▶ [TEKSTFRAGMENT]
Drie nieuwe reformatorische predikers: Wolfgang Capito, Martin Bucer en Kaspar Hedio, werden welkom geheten en kregen de gelegenheid hun vernieuwingsplannen geleidelijk door te voeren. Een van de medewerkers van voorganger Matthias Zell, Theobald Schwarz, ging er begin 1524 toe over de liturgische teksten in het Duits te lezen en de eucharistie te bedienen onder twee gestalten (brood en wijn). Maar het zou nog tot 1529 duren voor in Straatsburg de roomse mis werd afgeschaft en er voortaan Avondmaal werd bediend. Deze verandering ging gepaard met een door Bucer verzorgde theologische onderbouwing tegen de leer van de transsubstantiatie.

▶ [OPDRACHT 1]
Tel de regels van de records waarin het woord "positive" staat. Geef alleen het aantal.

▶ [AANGELEVERD MATERIAAL]
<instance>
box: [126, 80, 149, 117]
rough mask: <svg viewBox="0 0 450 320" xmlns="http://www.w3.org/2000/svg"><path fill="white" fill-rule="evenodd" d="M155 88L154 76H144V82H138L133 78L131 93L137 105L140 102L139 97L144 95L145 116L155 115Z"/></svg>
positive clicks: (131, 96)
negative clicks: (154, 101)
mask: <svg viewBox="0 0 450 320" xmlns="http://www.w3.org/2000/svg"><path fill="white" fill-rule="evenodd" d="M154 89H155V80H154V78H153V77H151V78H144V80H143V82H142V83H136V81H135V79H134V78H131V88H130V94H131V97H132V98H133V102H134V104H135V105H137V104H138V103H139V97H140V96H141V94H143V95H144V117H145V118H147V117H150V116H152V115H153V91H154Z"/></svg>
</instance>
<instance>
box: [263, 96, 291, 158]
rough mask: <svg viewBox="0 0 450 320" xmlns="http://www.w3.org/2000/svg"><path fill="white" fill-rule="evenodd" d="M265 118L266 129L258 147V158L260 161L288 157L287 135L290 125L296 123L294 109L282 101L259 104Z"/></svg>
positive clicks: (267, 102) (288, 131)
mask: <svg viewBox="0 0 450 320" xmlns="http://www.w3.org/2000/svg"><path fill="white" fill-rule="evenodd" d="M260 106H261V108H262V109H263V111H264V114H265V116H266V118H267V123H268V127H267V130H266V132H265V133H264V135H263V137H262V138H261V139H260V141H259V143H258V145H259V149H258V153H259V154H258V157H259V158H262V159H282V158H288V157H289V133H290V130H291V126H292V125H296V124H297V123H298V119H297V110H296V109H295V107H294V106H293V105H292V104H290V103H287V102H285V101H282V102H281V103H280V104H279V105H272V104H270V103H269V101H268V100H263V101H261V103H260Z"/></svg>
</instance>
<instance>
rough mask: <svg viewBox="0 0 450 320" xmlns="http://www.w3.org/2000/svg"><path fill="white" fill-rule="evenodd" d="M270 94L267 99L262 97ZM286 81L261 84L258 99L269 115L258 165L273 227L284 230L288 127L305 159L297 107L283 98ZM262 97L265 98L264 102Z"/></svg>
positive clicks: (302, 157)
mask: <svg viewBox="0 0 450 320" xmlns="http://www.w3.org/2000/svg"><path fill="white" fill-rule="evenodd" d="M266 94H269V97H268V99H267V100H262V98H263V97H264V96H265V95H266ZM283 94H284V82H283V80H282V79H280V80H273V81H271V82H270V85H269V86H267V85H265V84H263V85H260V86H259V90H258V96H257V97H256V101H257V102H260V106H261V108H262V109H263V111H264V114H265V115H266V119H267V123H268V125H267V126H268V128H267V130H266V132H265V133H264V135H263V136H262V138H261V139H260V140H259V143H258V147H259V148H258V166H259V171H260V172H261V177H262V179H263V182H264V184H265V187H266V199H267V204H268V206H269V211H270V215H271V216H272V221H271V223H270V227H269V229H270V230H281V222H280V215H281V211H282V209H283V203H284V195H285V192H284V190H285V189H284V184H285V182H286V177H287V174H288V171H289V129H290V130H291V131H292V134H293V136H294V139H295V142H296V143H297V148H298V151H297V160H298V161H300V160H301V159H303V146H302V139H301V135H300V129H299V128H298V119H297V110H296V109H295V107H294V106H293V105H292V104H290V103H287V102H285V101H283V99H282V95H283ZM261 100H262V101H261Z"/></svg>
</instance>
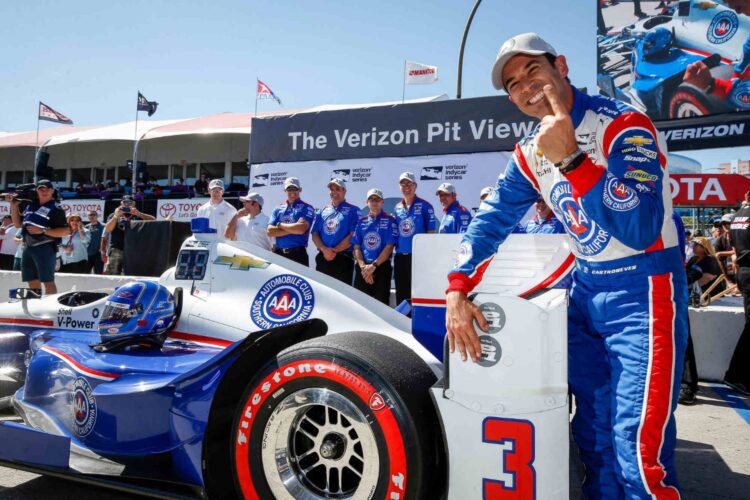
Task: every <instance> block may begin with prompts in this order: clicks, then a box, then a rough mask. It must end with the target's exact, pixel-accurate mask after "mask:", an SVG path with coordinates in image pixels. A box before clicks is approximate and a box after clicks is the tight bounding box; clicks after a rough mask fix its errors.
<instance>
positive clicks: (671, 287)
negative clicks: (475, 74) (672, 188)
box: [448, 89, 687, 498]
mask: <svg viewBox="0 0 750 500" xmlns="http://www.w3.org/2000/svg"><path fill="white" fill-rule="evenodd" d="M573 92H574V103H573V108H572V110H571V112H570V116H571V118H572V120H573V124H574V126H575V128H576V138H577V141H578V144H579V147H580V148H581V149H582V150H583V151H584V153H585V154H586V158H585V159H584V161H583V163H582V164H580V166H579V167H578V168H576V169H575V170H573V171H571V172H569V173H567V174H565V175H563V174H561V173H560V171H559V170H558V169H557V168H556V167H555V166H554V165H553V164H552V163H550V162H549V161H548V160H547V159H546V158H544V157H543V156H542V154H541V151H540V150H539V148H538V147H537V141H536V138H535V136H536V131H535V132H533V133H532V134H531V135H530V136H529V137H527V138H525V139H524V140H523V141H521V142H520V143H519V144H518V145H517V146H516V149H515V152H514V154H513V156H512V157H511V160H510V162H509V164H508V167H507V169H506V175H505V180H504V181H503V182H502V183H498V186H497V189H496V190H495V192H494V194H493V195H491V196H490V197H488V198H487V199H485V201H484V203H482V206H481V207H480V210H479V212H478V213H477V215H476V216H475V217H474V219H473V220H472V222H471V224H470V225H469V229H468V230H467V232H466V233H465V235H464V238H463V240H462V242H461V246H460V248H459V254H458V260H457V263H456V267H455V268H454V269H453V270H452V271H451V273H450V275H449V281H450V285H449V288H448V289H449V290H460V291H463V292H464V293H468V292H469V291H470V290H471V289H472V288H474V287H475V286H476V285H477V284H478V283H479V281H480V280H481V277H482V273H483V272H484V271H485V269H486V268H487V266H488V265H489V264H490V261H491V260H492V258H493V256H494V255H495V252H496V251H497V247H498V245H500V244H501V243H502V242H503V241H504V240H505V238H506V237H507V236H508V234H509V233H511V231H512V230H513V228H514V227H515V225H516V224H517V223H518V221H519V220H520V219H521V218H522V217H523V215H524V213H525V212H526V210H527V209H528V207H529V206H530V205H531V204H532V203H534V201H536V199H537V198H538V197H539V196H540V195H541V196H542V197H543V198H544V201H545V202H546V203H547V205H549V207H550V208H552V210H553V211H554V213H555V215H556V216H557V218H558V219H560V221H561V222H562V223H563V225H564V226H565V230H566V231H567V233H568V234H569V236H570V240H571V247H572V249H573V253H574V255H575V257H576V269H575V270H574V271H573V288H572V290H571V295H570V306H569V319H568V348H569V360H568V368H569V383H570V387H571V390H572V392H573V394H574V395H575V398H576V413H575V417H574V418H573V422H572V427H573V435H574V437H575V440H576V443H577V444H578V447H579V448H580V455H581V458H582V460H583V462H584V465H585V466H586V480H585V481H584V485H583V488H584V494H585V495H586V497H587V498H678V496H679V493H678V489H677V478H676V474H675V467H674V446H675V434H676V429H675V422H674V416H673V411H674V408H675V406H676V404H677V396H678V393H679V388H680V378H681V374H682V366H683V355H684V350H685V344H686V335H687V321H686V318H687V294H686V293H685V290H686V288H687V283H686V279H685V273H684V271H683V270H682V258H681V256H680V250H679V248H678V239H677V231H676V229H675V225H674V222H673V220H672V217H671V214H672V201H671V196H670V191H669V178H668V173H667V171H666V152H665V149H664V148H663V147H662V145H661V144H659V142H658V141H659V139H658V136H657V133H656V130H655V129H654V125H653V124H652V123H651V121H650V120H649V119H648V118H647V117H646V116H645V115H643V114H641V113H639V112H637V111H635V110H634V109H633V108H631V107H629V106H628V105H626V104H623V103H620V102H618V101H615V100H611V99H608V98H604V97H599V96H587V95H584V94H583V93H581V92H579V91H578V90H576V89H573ZM537 130H538V129H537Z"/></svg>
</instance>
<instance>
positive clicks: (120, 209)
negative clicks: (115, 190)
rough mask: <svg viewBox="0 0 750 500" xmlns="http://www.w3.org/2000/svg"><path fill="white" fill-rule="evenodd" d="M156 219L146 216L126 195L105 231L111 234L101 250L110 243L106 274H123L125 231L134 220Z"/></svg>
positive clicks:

▶ [OPDRACHT 2]
Beantwoord deze vragen over het tekstfragment kort.
(a) Welke drie reformatorische predikers werden welkom geheten?
(b) In welk jaar werd in Straatsburg de roomse mis afgeschaft?
(c) Onder welke twee gestalten bediende Theobald Schwarz de eucharistie?

▶ [RESULTAAT 1]
6

▶ [RESULTAAT 2]
(a) Wolfgang Capito, Martin Bucer en Kaspar Hedio.
(b) In 1529.
(c) Brood en wijn.